◆ EXTRACTED TEXT ◆
Optimal Transport Problem with Python and Tableau

The optimal transport problem or the Monge-Kantorovich transportation problem is a linear programming problem about the optimal transportation plan from departure points to destination points, with minimal transportation costs. In the classical problem, the plan of transportation of a uniform product from uniform points of availability in uniform conditions of use on uniform vehicles. Solving transport problems has a huge role in the economy. In this article I will show how to solve such problems using an example and describe how you can visualize the results of a solution. This article is about examples and solutions of the optimal transport problem with Python and Tableau.

1. Problem Statement

There are 392 hotels on Manhattan Island in New York City. One guest is checked out from each hotel, for each of which you need to send a taxi to take everyone to the airport. Guests check out at one time, 392 taxis are scattered across Manhattan. It is necessary to send each car to one hotel so that all routes are optimal, that is, the sum of all distances is minimal. To simplify the task, we will not take into account the geometry of the streets, but simply find the distances between hotels and the current taxi positions. I found data on hotels in the state of New York on kaggle, selected 392 hotels from there so that I got a compact picture on the map. I visualized the data on the map in Tableau – so the points are immediately visible, and you can quickly remove unnecessary ones either using filters or using ‘Exclude’ option right on the map. The result is the following picture:

All these points with coordinates, names and addresses of hotels were uploaded to the Hotels.csv file

Now we need to somehow scatter a taxi around Manhattan. There are many car accidents datasets in the Internet, and for New York, such datasets are usually correct. There is a dataset for 2016 on kaggle. Traffic accidents occurred on the streets of Manhattan, so you can take 392 locations and consider them as the locations of taxis. I connected this dataset to Tableau and left 392 taxi start locations with filters so that these locations were approximately on the same part of the island as the hotels:

These points with coordinates were uploaded to the Taxi.csv file

Now we see start points (taxi) and finish points (hotels). Next, we will look for a set of optimal routes, that is, to solve the transportation problem.

◆ YOUR TASKS ◆
a. In the optimal transport article, what four things does the classical problem treat as uniform? List each one.
b. Answer these questions about the optimal transport article:
(i) How many hotels were picked for the task?
(ii) Which file holds the taxi start points?
(iii) What year is the car accident dataset from?
c. Write the next part of the optimal transport article, starting right after its last sentence.

◆ RECORD EXCERPTS ◆

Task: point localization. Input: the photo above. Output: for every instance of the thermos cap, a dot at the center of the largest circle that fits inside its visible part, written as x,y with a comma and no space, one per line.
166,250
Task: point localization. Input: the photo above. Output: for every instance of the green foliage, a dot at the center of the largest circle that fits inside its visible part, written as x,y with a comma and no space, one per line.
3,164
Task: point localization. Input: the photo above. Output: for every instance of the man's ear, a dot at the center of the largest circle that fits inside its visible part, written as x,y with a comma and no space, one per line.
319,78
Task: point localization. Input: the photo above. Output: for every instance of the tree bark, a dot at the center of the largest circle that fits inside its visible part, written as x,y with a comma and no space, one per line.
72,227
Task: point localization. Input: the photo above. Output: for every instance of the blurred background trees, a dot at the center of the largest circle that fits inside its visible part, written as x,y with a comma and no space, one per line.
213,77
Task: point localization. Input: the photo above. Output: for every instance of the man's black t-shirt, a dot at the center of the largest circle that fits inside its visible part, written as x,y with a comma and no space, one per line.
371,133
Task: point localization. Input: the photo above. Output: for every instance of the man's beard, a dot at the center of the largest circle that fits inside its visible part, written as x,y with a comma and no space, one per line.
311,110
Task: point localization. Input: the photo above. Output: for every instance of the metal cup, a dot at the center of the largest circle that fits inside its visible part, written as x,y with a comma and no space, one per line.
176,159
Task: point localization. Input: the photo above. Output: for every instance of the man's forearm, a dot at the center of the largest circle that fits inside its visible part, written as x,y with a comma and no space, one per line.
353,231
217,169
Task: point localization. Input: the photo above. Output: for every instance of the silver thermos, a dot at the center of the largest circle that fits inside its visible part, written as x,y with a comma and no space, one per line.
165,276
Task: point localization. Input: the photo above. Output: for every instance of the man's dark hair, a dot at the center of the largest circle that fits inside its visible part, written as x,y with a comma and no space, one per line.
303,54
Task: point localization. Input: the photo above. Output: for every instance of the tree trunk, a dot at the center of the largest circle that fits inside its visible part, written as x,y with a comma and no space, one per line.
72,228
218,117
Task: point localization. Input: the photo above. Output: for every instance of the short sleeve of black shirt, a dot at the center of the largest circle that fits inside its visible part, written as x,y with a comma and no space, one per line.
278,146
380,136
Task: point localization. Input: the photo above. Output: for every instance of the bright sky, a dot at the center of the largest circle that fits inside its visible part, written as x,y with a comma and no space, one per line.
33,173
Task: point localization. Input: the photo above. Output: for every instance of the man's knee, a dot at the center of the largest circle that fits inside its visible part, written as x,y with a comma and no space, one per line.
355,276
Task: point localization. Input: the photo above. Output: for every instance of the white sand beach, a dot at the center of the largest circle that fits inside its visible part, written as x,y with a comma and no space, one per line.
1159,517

...

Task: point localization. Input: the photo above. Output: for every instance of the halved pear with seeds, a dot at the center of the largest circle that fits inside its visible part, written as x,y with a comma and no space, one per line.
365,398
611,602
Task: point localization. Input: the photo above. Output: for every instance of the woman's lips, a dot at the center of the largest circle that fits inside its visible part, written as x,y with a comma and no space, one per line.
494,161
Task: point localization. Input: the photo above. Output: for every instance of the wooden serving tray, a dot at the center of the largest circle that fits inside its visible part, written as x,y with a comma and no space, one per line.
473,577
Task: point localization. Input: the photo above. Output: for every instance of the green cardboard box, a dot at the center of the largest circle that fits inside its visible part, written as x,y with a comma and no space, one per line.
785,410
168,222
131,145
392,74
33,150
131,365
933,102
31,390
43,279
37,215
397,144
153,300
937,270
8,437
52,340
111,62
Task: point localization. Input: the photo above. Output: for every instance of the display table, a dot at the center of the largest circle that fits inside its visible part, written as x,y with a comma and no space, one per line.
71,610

◆ REPLIES ◆
a.
- the product
- the points of availability
- the conditions of use
- the vehicles

b.
(i) 392
(ii) Taxi.csv
(iii) 2016

c.
2. Finding Optimal Routes

Let’s solve the problem in Python. We will use the library POT: Python Optimal Transport.

The library documentation contains an example of the optimal transport problem between two sets of points. This example suits for understanding how the library works.

I got the code from the example as a basis, added reading geo coordinates from the Hotels.csv and Taxi.csv files, as well as unloading the transition matrix:

import numpy as np
import pandas as pd
import csv
import matplotlib.pylab as pl
import ot.plot

n = 392 # nb samples

data1 = pd.read_csv ('C:/Docs/Tableau/Projects/Optimal Transport/New York Taxi/Final/Taxi.csv', encoding="ISO-8859-1", nrows=n)
data2 = pd.read_csv ('C:/Docs/Tableau/Projects/Optimal Transport/New York Taxi/Final/Hotels.csv', encoding="ISO-8859-1", nrows=n)

a1 =pd.DataFrame (data1, columns=["Longitude", "Latitude"])
a2 =pd.DataFrame (data2, columns=["Longitude", "Latitude"])

xs = np.array(a1)

xt = np.array(a2)

print(a1)
print(a2)

a, b = np.ones((n,)) / n, np.ones((n,)) / n  # uniform distribution on samples

# loss matrix
M = ot.dist(xs, xt)
M /= M.max()

pl.figure(1)
pl.plot(xs[:, 0], xs[:, 1], '+b', label='Source samples')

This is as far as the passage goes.